Given instruction:
Beginning at the line that contains "of the bush" and ending at the last line of the entries, write out each line exactly; include nothing outside that span.

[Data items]
==*==

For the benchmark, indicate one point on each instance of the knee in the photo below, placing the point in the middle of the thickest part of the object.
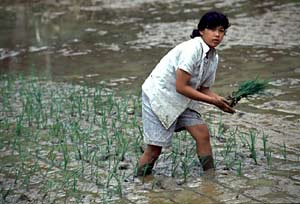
(202, 134)
(153, 152)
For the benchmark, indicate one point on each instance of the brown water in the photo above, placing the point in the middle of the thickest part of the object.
(119, 42)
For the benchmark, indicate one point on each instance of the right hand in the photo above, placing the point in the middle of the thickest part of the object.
(221, 103)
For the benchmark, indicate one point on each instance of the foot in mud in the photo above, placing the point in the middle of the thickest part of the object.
(207, 162)
(144, 170)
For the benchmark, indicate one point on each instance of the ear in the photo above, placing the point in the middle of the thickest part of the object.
(201, 32)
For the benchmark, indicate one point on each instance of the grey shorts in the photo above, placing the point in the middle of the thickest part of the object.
(155, 133)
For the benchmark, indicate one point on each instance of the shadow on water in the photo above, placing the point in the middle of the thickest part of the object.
(117, 43)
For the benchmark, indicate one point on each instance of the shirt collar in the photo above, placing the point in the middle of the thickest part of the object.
(205, 47)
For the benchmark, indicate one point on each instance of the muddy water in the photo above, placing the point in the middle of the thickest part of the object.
(119, 42)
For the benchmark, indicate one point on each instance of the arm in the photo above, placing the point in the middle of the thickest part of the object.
(204, 95)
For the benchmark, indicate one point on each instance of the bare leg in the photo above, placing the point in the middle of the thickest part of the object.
(204, 151)
(148, 159)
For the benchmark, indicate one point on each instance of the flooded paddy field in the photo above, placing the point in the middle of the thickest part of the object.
(70, 118)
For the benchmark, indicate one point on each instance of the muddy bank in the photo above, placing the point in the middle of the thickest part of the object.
(69, 143)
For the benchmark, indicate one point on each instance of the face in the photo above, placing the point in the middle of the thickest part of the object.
(213, 37)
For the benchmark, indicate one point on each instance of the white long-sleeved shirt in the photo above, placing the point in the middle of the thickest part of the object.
(193, 56)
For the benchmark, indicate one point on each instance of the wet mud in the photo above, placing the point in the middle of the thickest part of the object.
(70, 153)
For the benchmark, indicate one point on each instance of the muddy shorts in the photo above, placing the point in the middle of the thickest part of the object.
(155, 133)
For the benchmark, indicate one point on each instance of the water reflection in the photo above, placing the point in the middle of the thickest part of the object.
(117, 43)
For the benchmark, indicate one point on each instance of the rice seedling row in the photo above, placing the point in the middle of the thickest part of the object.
(71, 142)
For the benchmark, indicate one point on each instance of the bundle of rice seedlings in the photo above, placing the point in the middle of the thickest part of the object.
(247, 88)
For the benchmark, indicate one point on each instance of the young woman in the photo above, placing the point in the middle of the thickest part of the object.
(182, 78)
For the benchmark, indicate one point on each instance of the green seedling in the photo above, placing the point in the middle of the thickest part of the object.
(246, 89)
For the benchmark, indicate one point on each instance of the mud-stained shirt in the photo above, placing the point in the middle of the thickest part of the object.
(193, 56)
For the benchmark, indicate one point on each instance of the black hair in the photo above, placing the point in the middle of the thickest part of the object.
(211, 20)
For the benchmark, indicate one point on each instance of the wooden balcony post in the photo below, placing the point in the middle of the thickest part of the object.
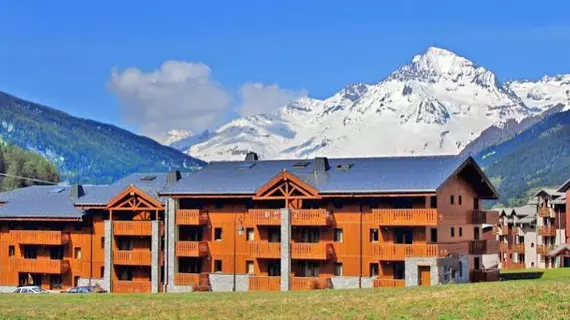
(285, 249)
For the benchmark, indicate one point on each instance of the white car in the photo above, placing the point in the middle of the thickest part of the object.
(30, 289)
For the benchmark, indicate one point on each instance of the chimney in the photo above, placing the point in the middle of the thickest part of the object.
(251, 156)
(172, 177)
(320, 165)
(76, 191)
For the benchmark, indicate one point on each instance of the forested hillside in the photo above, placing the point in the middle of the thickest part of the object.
(537, 157)
(17, 162)
(84, 151)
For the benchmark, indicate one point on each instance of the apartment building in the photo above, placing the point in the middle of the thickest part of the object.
(257, 225)
(529, 234)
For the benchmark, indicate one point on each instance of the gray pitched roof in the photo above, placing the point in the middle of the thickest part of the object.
(149, 183)
(346, 175)
(42, 201)
(564, 187)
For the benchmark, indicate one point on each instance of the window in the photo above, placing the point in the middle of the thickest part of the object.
(338, 235)
(249, 267)
(338, 204)
(249, 234)
(338, 269)
(218, 234)
(433, 235)
(433, 202)
(373, 269)
(373, 235)
(217, 265)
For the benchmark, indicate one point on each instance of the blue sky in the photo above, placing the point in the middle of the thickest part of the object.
(63, 53)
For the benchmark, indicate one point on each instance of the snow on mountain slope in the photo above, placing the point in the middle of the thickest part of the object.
(546, 93)
(436, 104)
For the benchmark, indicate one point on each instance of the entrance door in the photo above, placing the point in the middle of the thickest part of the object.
(424, 274)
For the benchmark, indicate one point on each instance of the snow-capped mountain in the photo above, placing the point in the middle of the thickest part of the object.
(176, 135)
(436, 104)
(545, 93)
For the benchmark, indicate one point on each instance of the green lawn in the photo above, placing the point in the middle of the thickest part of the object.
(545, 298)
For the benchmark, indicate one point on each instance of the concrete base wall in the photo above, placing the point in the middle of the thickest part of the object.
(7, 289)
(108, 264)
(411, 270)
(82, 282)
(224, 282)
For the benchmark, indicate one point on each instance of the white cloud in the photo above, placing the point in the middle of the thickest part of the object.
(178, 95)
(259, 97)
(183, 95)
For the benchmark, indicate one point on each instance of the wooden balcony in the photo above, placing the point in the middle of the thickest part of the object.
(120, 286)
(512, 265)
(263, 283)
(299, 217)
(485, 217)
(192, 217)
(396, 252)
(42, 237)
(187, 279)
(308, 283)
(517, 247)
(546, 213)
(484, 247)
(405, 217)
(547, 231)
(312, 251)
(46, 266)
(132, 228)
(544, 249)
(264, 250)
(132, 258)
(191, 249)
(389, 283)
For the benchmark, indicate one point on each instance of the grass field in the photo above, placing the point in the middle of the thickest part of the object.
(545, 298)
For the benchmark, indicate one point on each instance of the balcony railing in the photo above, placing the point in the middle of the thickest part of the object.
(261, 283)
(405, 217)
(544, 249)
(307, 283)
(311, 251)
(186, 279)
(42, 237)
(485, 217)
(484, 247)
(299, 217)
(383, 251)
(132, 228)
(192, 217)
(191, 248)
(389, 283)
(547, 231)
(132, 258)
(546, 212)
(264, 250)
(120, 286)
(46, 266)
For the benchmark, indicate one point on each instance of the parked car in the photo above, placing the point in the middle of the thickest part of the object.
(30, 289)
(86, 289)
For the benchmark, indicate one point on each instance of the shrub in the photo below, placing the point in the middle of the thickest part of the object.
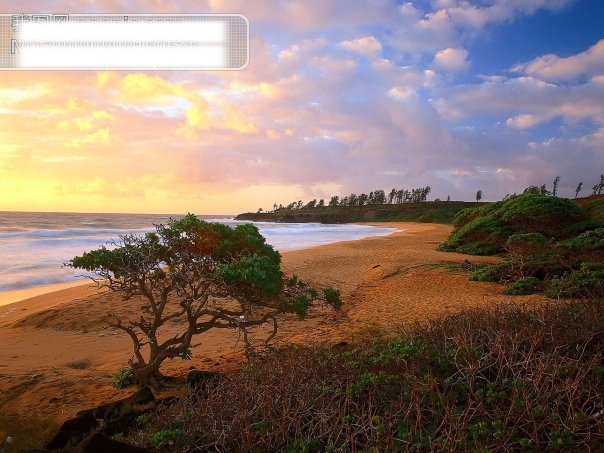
(587, 281)
(485, 230)
(506, 378)
(523, 286)
(586, 247)
(123, 378)
(485, 274)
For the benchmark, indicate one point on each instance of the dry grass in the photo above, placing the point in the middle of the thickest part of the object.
(504, 379)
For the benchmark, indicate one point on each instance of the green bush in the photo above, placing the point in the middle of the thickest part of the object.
(123, 378)
(587, 281)
(485, 230)
(550, 216)
(523, 286)
(502, 378)
(586, 247)
(484, 274)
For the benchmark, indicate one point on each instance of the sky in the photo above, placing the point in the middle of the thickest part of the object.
(339, 97)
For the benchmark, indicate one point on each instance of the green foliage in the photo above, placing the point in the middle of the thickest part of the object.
(594, 206)
(197, 275)
(542, 236)
(259, 273)
(581, 227)
(165, 438)
(502, 378)
(587, 281)
(542, 214)
(486, 229)
(485, 235)
(484, 274)
(586, 247)
(523, 286)
(123, 378)
(433, 211)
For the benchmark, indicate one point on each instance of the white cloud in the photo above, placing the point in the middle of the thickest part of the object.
(550, 67)
(451, 59)
(367, 46)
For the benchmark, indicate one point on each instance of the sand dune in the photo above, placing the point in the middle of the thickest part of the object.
(58, 354)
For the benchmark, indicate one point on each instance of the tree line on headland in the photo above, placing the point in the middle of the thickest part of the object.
(405, 205)
(375, 197)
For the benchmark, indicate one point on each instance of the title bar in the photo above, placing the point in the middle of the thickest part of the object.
(124, 42)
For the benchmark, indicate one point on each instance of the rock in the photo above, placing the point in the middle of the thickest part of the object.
(100, 443)
(73, 431)
(112, 410)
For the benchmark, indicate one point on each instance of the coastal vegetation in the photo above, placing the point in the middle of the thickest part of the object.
(507, 377)
(548, 243)
(398, 205)
(199, 276)
(504, 378)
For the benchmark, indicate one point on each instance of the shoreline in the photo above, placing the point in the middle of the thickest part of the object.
(58, 353)
(24, 294)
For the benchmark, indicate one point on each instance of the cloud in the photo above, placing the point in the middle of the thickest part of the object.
(450, 59)
(367, 46)
(588, 64)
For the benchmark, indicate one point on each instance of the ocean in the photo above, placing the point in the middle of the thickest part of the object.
(34, 246)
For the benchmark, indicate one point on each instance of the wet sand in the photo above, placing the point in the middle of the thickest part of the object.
(58, 353)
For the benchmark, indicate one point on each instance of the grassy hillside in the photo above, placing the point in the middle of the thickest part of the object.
(593, 205)
(504, 378)
(430, 211)
(549, 244)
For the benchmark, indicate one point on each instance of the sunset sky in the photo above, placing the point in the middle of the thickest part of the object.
(339, 96)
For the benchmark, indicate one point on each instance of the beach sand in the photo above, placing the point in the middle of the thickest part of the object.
(58, 355)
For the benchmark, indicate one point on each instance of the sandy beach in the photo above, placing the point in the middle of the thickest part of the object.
(58, 354)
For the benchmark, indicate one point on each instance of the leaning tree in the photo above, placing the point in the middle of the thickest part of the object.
(196, 276)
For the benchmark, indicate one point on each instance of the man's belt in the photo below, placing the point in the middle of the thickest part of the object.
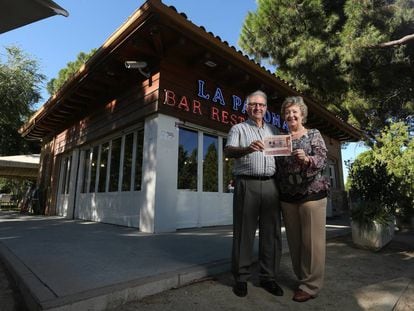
(255, 177)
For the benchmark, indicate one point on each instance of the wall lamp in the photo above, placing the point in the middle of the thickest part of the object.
(133, 64)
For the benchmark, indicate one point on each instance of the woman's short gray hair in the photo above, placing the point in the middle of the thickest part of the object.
(298, 101)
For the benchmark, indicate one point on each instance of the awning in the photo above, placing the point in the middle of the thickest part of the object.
(17, 13)
(20, 166)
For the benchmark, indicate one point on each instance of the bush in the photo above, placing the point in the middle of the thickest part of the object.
(381, 180)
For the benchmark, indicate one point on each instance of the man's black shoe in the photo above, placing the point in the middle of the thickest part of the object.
(240, 289)
(272, 287)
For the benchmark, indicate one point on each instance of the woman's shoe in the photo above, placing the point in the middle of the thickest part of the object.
(302, 296)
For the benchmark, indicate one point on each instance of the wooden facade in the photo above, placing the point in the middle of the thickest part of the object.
(193, 80)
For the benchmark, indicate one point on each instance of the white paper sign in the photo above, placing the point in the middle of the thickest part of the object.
(277, 145)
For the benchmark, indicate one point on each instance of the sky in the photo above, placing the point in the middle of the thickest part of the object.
(57, 40)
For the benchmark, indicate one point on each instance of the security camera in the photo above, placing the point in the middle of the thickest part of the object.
(132, 64)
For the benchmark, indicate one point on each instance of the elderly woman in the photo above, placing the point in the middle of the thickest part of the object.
(303, 199)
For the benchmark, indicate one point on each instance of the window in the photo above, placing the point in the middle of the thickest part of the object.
(187, 159)
(127, 168)
(228, 180)
(86, 170)
(115, 163)
(118, 167)
(215, 171)
(103, 166)
(66, 166)
(138, 159)
(210, 163)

==*==

Answer for the task:
For the benchmark, indicate one point on each instance of the bush in the photo above, placing the point in the middle of the thickest part of the object.
(381, 180)
For the benchmark, indicate one point on each instance of the man's black shoe in the photo above, placing the point in the middle of the thickest part of the object.
(240, 289)
(272, 287)
For the benchmark, indicate one point on each instance of the woman's shoe in the photo above, placing the point in the middle of the thickest part of the object.
(302, 296)
For the benchmark, indicate one point on each instance of the wooden facade in the photo above, placing the point in the middle of the thickest part of the object.
(193, 80)
For the benchmark, indicate one point on each instance of the white paper sign in the photo above, placing the point in the middle of the thickest part of the object.
(277, 145)
For the benchmark, indicate one point on each instance of the sky in the photo above, placing the point in the middle of the thickest part of the object.
(57, 40)
For the benchmark, indicate one point on each instance of the security camera in the photo above, placing the point in the middle of the thickest part of the object.
(132, 64)
For the benchmark, indicate one point on each instance of the elderly woman in the photo above, placing the point in the middle of the thickest part of the object.
(303, 199)
For the benchmark, indicate one point on each instance of the window in the photo above, placing the point in the middle of the thickest part of the object.
(187, 159)
(127, 168)
(228, 180)
(86, 170)
(115, 163)
(118, 167)
(215, 171)
(103, 166)
(66, 166)
(138, 159)
(210, 163)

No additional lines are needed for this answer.